Texte fourni:
Oui, c'est vraiment déplorable! Au niveau fédéral, il y a toujours une crainte d'introduire quelque chose d'obligatoire. Mais le volontariat ne fonctionne pas lorsqu’il s’agit de déployer des changements à large échelle. A cela s'ajoute la dispute sur les compétences - qui met en œuvre quoi ? La Confédération doit mieux diriger et définir des objectifs clairs. Sans compter la discorde autour des compétences - qui met en œuvre quoi? La Confédération doit se montrer plus directive et définir des objectifs clairs. 

La balle est donc dans le camp de la Confédération?

Oui. La Confédération ne doit bien sûr pas tout faire toute seule. Mais elle devrait déjà définir les objectifs. Nous avons une stratégie faîtière commune, mais deux ou trois départements se disputent les responsabilités. Nous le voyons actuellement dans le domaine de la cybersécurité. Trois départements s'attribuent les compétences et donc la responsabilité. La décision a été prise: elle revient au DDPS. Il est important que la responsabilité soit clairement définie. Les logiciels malveillants, par exemple, sont un problème pour tous les départements. Nous devons regrouper les experts au même endroit. C'est pourquoi je pense que nous avons besoin d'une stratégie numérique fédérale, dans laquelle on fixe les objectifs jusqu'en 2030, on regroupe les compétences en un seul endroit et on fixe également le budget nécessaire.

Où le législatif doit-il intervenir pour que nous avancions dans ce domaine? 

Si rien ne vient du Conseil fédéral, le Parlement doit exercer une plus grande pression ou élaborer et présenter lui-même un concept. Les parlementaires en ont d'ailleurs eux-mêmes besoin: ils s'informent de plus en plus dans l'espace numérique et tiennent des séances en ligne. Les données qu'ils créent doivent être stockées et protégées quelque part. Pour cela, il faut aussi des logins sécurisés. Mais s'il existe un jour une stratégie fédérale, le Parlement devrait soutenir le Conseil fédéral et voter les crédits nécessaires.

Informations fournies:
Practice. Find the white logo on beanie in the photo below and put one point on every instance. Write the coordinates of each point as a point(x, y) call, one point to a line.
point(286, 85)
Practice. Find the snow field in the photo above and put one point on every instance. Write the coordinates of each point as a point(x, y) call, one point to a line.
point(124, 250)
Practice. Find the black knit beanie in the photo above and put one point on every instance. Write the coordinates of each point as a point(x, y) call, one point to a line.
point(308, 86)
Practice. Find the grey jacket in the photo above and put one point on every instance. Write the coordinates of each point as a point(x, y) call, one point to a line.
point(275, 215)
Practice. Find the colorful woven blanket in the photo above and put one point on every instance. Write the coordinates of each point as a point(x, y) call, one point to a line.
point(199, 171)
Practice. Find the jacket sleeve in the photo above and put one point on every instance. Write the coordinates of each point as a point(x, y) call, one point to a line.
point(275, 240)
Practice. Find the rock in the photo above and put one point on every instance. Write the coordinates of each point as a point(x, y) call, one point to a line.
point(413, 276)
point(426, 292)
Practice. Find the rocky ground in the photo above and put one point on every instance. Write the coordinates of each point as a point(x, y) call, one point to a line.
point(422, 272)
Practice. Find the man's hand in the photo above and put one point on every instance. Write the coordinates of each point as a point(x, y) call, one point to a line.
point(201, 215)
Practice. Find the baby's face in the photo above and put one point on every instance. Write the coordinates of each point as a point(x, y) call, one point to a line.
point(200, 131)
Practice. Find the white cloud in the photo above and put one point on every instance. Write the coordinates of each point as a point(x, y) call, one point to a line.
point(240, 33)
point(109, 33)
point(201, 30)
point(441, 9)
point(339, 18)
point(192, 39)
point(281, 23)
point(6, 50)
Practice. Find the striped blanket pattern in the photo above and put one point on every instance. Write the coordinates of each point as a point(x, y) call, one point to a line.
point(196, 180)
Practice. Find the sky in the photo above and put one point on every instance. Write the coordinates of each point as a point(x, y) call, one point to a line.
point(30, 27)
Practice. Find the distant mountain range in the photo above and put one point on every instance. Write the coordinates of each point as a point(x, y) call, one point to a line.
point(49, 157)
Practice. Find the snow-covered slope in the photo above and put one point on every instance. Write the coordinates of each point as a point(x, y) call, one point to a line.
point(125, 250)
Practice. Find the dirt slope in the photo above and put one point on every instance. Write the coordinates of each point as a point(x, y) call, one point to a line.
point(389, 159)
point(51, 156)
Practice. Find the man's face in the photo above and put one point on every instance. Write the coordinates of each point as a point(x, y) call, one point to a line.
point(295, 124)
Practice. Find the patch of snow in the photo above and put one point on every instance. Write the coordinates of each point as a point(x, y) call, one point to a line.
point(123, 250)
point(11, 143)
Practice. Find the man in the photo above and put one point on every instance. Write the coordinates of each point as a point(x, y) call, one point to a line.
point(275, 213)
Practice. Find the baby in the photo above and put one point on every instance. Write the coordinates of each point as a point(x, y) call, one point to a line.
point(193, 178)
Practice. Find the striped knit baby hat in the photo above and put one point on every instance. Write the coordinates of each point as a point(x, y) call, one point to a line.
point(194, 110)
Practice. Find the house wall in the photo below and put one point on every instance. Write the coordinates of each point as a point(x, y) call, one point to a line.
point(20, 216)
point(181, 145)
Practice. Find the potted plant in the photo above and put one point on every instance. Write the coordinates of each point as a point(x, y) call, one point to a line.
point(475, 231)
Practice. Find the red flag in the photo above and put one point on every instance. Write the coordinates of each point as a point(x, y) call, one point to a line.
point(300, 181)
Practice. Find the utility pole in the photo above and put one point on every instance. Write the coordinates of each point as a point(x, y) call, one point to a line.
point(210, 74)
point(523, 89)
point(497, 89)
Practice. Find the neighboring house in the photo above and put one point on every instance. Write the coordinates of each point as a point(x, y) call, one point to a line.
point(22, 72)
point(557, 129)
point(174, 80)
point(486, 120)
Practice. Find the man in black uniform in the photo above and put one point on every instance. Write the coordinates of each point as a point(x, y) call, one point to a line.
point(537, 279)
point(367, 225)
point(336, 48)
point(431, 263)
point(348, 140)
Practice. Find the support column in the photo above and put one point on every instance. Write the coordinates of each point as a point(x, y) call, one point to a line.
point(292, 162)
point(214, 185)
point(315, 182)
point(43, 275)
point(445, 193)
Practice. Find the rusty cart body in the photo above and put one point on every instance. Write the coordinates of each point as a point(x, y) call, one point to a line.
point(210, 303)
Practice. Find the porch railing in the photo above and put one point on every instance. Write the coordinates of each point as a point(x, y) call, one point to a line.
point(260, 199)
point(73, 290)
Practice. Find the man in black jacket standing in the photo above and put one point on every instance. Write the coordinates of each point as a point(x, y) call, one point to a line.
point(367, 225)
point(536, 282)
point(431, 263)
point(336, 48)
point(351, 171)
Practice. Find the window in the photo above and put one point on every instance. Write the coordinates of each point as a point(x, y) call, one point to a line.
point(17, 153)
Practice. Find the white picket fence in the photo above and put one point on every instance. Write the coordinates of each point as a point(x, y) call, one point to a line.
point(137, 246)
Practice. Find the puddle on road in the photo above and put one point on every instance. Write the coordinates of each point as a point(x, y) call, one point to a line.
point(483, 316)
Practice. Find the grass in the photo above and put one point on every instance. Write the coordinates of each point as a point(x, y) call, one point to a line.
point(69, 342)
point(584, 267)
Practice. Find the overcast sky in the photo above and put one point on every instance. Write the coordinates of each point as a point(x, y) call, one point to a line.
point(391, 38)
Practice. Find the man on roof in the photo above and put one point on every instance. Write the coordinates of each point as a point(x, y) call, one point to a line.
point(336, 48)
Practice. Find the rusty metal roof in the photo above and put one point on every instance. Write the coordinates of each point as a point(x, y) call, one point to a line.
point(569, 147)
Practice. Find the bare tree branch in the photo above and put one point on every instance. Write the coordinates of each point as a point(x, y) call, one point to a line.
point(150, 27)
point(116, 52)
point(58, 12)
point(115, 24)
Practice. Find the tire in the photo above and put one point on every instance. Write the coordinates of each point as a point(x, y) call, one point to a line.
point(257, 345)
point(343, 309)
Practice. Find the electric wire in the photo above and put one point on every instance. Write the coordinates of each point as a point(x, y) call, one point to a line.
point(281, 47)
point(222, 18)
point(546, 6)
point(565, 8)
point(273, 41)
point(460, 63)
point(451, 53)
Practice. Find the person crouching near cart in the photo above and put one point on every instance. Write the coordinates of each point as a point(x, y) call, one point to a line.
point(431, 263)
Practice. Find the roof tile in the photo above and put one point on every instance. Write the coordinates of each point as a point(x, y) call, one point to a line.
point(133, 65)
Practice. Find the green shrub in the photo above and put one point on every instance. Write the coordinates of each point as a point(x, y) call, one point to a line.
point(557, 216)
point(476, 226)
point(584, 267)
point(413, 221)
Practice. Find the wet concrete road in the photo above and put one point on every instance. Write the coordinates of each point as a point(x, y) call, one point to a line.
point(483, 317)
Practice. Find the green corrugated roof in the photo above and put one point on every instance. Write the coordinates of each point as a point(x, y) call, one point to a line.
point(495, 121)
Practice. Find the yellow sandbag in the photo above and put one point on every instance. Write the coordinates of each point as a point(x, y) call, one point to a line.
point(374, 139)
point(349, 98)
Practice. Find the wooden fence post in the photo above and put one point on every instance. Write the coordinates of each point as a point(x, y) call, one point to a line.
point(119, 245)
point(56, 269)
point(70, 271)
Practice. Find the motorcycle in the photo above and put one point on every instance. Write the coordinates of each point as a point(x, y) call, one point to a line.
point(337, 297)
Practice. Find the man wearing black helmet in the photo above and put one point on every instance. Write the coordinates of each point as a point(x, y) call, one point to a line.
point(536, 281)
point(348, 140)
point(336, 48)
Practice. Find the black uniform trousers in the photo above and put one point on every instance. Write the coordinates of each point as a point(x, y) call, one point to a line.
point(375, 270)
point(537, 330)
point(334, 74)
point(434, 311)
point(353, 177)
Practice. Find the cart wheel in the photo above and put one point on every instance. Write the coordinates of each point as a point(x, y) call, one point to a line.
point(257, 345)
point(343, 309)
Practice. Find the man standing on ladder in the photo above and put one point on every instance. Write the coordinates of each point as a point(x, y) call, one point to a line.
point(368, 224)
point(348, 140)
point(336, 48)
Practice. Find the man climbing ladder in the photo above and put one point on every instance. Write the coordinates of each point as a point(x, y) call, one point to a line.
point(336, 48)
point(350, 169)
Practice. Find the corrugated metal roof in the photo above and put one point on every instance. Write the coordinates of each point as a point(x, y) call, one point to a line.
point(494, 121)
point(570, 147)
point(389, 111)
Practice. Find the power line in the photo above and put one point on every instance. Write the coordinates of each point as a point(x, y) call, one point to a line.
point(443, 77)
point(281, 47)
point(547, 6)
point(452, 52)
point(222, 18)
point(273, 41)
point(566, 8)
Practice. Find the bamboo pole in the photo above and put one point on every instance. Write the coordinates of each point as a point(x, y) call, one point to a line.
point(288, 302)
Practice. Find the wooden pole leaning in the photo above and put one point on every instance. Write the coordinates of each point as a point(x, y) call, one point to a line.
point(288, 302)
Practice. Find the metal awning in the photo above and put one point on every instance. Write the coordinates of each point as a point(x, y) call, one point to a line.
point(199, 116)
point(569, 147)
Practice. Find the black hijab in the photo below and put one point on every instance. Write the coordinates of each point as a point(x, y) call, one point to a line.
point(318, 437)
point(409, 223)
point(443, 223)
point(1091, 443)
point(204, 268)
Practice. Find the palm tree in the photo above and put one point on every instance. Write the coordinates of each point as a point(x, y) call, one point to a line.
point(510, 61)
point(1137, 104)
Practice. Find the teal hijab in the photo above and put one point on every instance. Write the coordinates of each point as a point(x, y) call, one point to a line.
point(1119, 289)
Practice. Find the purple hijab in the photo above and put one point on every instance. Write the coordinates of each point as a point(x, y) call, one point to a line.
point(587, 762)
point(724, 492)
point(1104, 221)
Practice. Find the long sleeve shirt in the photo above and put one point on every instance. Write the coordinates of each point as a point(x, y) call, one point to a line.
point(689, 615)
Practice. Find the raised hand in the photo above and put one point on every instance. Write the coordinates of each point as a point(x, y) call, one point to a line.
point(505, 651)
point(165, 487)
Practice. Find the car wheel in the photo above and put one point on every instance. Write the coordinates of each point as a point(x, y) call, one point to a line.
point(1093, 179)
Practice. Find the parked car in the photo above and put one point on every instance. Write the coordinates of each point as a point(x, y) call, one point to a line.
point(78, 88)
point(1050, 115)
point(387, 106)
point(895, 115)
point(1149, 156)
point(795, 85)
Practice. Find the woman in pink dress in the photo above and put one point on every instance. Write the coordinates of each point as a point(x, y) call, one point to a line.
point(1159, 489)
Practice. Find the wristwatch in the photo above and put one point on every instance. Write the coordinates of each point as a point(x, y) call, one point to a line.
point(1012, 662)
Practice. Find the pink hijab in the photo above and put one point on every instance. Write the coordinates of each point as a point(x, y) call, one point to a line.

Liste des tâches:
(1) Selon l'entretien sur la stratégie numérique fédérale, pourquoi les parlementaires ont-ils eux-mêmes besoin d'un concept ? Répondez en une à trois phrases.
(2) Poursuivez l'entretien sur la stratégie numérique fédérale après sa dernière phrase.
Les items ne jouent aucun rôle dans cet exercice.

Résultats de l'exercice:
(1) Ils s'informent de plus en plus dans l'espace numérique et tiennent des séances en ligne. Les données qu'ils créent doivent être stockées et protégées quelque part, ce qui exige aussi des logins sécurisés.

(2)
Dans les congrès regroupant des spécialistes IT, on entend souvent dire que le fédéralisme fait obstacle à la transformation numérique, notamment dans le domaine de la santé. Qu'en pensez-vous? 

Je suis fondamentalement convaincue par le fédéralisme - la concurrence fiscale est par exemple un avantage pour la Suisse. Mais il y a des domaines où tout devient trop lourd. Pensez à une commune: elle achète du matériel et des logiciels pour un projet. Puis le canton, voire la Confédération, a soudain ses propres idées, auxquelles la commune doit s'adapter. Et souvent, l’adaptation des systèmes fonctionne mal ou nécessite de gros efforts, entraînant des coûts inutiles. La cyberadministration a donc du mal à s'imposer, car le fédéralisme n'est pas d'une grande aide dans ce domaine. Une approche commune serait plus judicieuse. L'exemple des services des automobiles montre que c'est possible. Nous avons un système pour toute la Suisse, et chaque canton peut y apporter ses spécificités. C'est justement dans le domaine de la santé qu'une plateforme commune serait à mon avis urgente.

Vous présidez la Swiss Digital Initiative (SDI). Que souhaitez-vous réaliser exactement avec cette fondation? 

Actuellement, il n'y a guère de gouvernance dans le monde numérique. Il existe certes des règles issues du monde analogique, comme le droit pénal, qui s'appliquent également au monde numérique. Mais de nombreuses adaptations sont encore nécessaires, par exemple en ce qui concerne l'utilisation des robots et de l'intelligence artificielle. Personne ne se préoccupe non plus des questions d'éthique. De plus, l'Europe a perdu son rôle de leader dans le domaine de la technologie - les géants de la technologie se trouvent aux Etats-Unis et en Chine. Nous sommes donc en mesure de prendre le leadership en matière de gouvernance de l'Internet. C'est ainsi qu'est née l'idée de positionner la Suisse, avec Genève, en tant que  «Digital Governance Hub». L'Union européenne a déjà fait figure de pionnière dans ce domaine avec le Digital Markets Act et le Digital Services Act.

Qu'est-ce qui vous a personnellement poussé à vous engager?

J'y suis venue par le biais de mon travail au sein du «Groupe de haut niveau sur la coopération numérique» de l'ONU. Mais nous avions aussi, avec Johann Schneider-Ammann, le comité consultatif consacré au digital au Conseil fédéral, afin de trouver des solutions communes sur ces questions. Je ne suis évidemment pas une experte technique. Je peux apporter mon soutien dans le domaine de la gouvernance et de la mise en place de structures. Le sujet est extrêmement passionnant. Il est important pour la Suisse de s'y positionner au niveau international.

Le projet principal de la SDI est le Digital Trust Label. De quoi s’agit-il?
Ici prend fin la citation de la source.